(Page excerpt)

────────

After temporal aggregation, the resulting latent representation passes through a differentiable quantization module. To mimic the behavior of discrete quantization found in practical compression systems, the latent values are scaled and rounded during the forward pass. However, because rounding is non-differentiable, EQODEC employs a straight-through estimator (STE), which approximates the gradient during backpropagation by treating the rounding operation as the identity function. This allows the network to remain fully trainable while still being exposed to quantization effects during optimization. The quantized latent tensor serves as the effective compressed code, encouraging the model to structure its internal representation in a manner compatible with real-world bitrate constraints. This quantization stage plays a central role in bridging learned latent representations with operational compression considerations.

**Convolutional Decoder**

The decoder mirrors the encoder through two transposed convolutional layers that upsample the quantized latent tensor back to its original spatial resolution. These layers reverse the spatial reductions applied by the encoder, reconstructing fine-grained spatial details by integrating temporally coherent information supplied by the ConvGRU. The final sigmoid activation restricts pixel outputs to the normalized range [0, 1], ensuring numerically stable image formation. Although designed to be lightweight enough for efficient inference, the decoder remains expressive enough to recover high-frequency details, which are often the most vulnerable to degradation during compression.

**Architectural Coherence and Compression Suitability**

Collectively, the encoder, temporal module, quantizer, and decoder form a unified architectural system tailored to video compression. By maintaining spatial structure throughout the pipeline, leveraging recurrent modeling for temporal consistency, and incorporating quantization directly within the network, EQODEC produces latent representations that are simultaneously compact, interpretable, and aligned with the physical constraints of compression systems. Because the Baseline model employs the same architecture, all observed performance differences between the two systems can be attributed solely to the presence or absence of carbon-aware optimization rather than architectural bias.

## **Carbon-Aware Optimization Objective**

The EQODEC optimization objective introduces carbon-awareness into the training process through a novel multi-objective loss function:

$$
\mathcal{L}_{\text{total}}
= \lambda_\text{recon} \cdot \text{MSE}
+ \lambda_\text{rate} \cdot \text{BPP}_{\text{proxy}}
+ \lambda_\text{carbon} \cdot \text{CarbonProxy}(\mathbf{z})

────────

(Data block)
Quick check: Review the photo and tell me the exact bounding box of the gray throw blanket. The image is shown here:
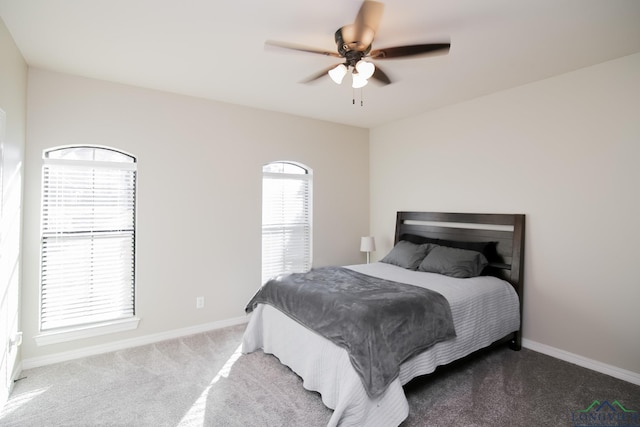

────────

In the EQODEC excerpt, what activation does the decoder use to keep pixel outputs within the range [0, 1]?

(Answer below) A final sigmoid activation.